Общественный научно-просветительский журнал

Педагогика Культуры

ЖУРНАЛ

Педагогика Культуры

 7 июня 2008 года исполнилось 70 лет со дня рождения поэта и композитора Александра Дольского, автора стихов и песен, снискавших всеобщую любовь и признание.

В юбилейный год А. Дольского предлагается провести конкурс рисунков и сочинений «Мне звезда упала на ладошку». Конкурс проводится с целью выявления нового творческого мышления.

 

Космическая судьба земного поэта

Семь световых лет и семь земных десятилетий

(«Звезда на ладони» и проект детского космического послания)

Е.Н. Черноземова,

доктор филологических наук,

профессор Московского педагогического

государственного университета

Какая акустика в космосе!
Крикнешь однажды –
а пространство звучит и звучит
вечно.

Владимир Британишский

И быть может, на всех небосклонах
Повторяются снова сейчас
Несмолкающий шепот влюбленных
И густой Маяковского бас.

Михаил Светлов

Почти десятилетие назад в московском Дворце детского и юношеского творчества на Воробьевых горах приступили к реализации проекта детского космического послания. В планы детей входило отправить послание внеземным цивилизациям, в котором планировалось рассказать о Земле, Человеке и человечестве тем, кто о них никогда ничего не знал. Участники проекта разработали анкету, собрали мнения сверстников о том, что и как именно должно быть рассказано о красоте земного мира тому, кто его никогда не видел, как объяснить, что такое Человек и чем он занят на планете Земля. Обобщив предложения и выделив главное, послание составили. Взрослые помогли его зашифровать на универсальном математическом языке. Но помимо текста в двоичном коде было решено добавить к посланию рисунки, а чтобы межгалактический разум мог составить представление о том, что такое земная музыка и поэзия, послать в космическое пространство музыкальный сигнал. При обсуждении того, какое произведение должно представить строй чувств и мыслей землян, выбор пал на «Звезду на ладони» А. Дольского. Зашифрованный текст послания был отправлен в космическое пространство с одного из самых больших и мощных в стране телескопов. Вот уже почти семь световых лет позывные землян летят в просторах мироздания, неся устремленность «любить и быть любимым».

Песня была создана автором, когда ему было только восемнадцать. «Теперь я понял: это молитва», – говорит поэт, прожив семь земных десятилетий, и искренне удивляется тому, что песня, по его мнению, простая, которой он никогда не придавал никакого особого значения, продолжает находить такой отклик во многих сердцах.

Детский выбор не был случаен. Его нельзя отнести на счет неначитанности или недостаточной осведомленности в глубинах современной поэзии. Он подсказан сердцем. «Звезду на ладони» любят и многие взрослые, так много и точно из сокровенного высказано в ее строе. Те, кто любит творчество поэта и относится к нему со вниманием, знают, что это далеко не единственное его «звездное» стихотворение. Соизмерение земного пространства со звездными далями и глубинами мироздания, умение держать духовную вертикаль – его позиция, характерная черта его мировидения.

* [ЗАДАНИЯ]:
a – Ответьте, пожалуйста, по отрывку на вопросы:
(i) Когда исполнилось 70 лет со дня рождения Александра Дольского?
(ii) Какое произведение выбрали, чтобы представить строй чувств и мыслей землян?
(iii) Сколько лет было автору, когда он создал эту песню?
b – Перепишите часть отрывка, которая открывается словами «Общественный н» и завершается словами «нового творческого мышления.», заменив «рисунков и сочинений» на «стихов и рассказов».
Дальше идут данные, отдельные от отрывка.

* [ИСХОДНЫЕ ДАННЫЕ]:
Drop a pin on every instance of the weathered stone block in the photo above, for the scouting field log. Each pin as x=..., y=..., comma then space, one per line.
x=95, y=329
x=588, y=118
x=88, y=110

* [ОТВЕТЫ ПО ЗАДАНИЯМ]:
a –
(i) 7 июня 2008 года.
(ii) «Звезду на ладони» А. Дольского.
(iii) Восемнадцать.

b –
Общественный научно-просветительский журнал

Педагогика Культуры

ЖУРНАЛ

Педагогика Культуры

 7 июня 2008 года исполнилось 70 лет со дня рождения поэта и композитора Александра Дольского, автора стихов и песен, снискавших всеобщую любовь и признание.

В юбилейный год А. Дольского предлагается провести конкурс стихов и рассказов «Мне звезда упала на ладошку». Конкурс проводится с целью выявления нового творческого мышления.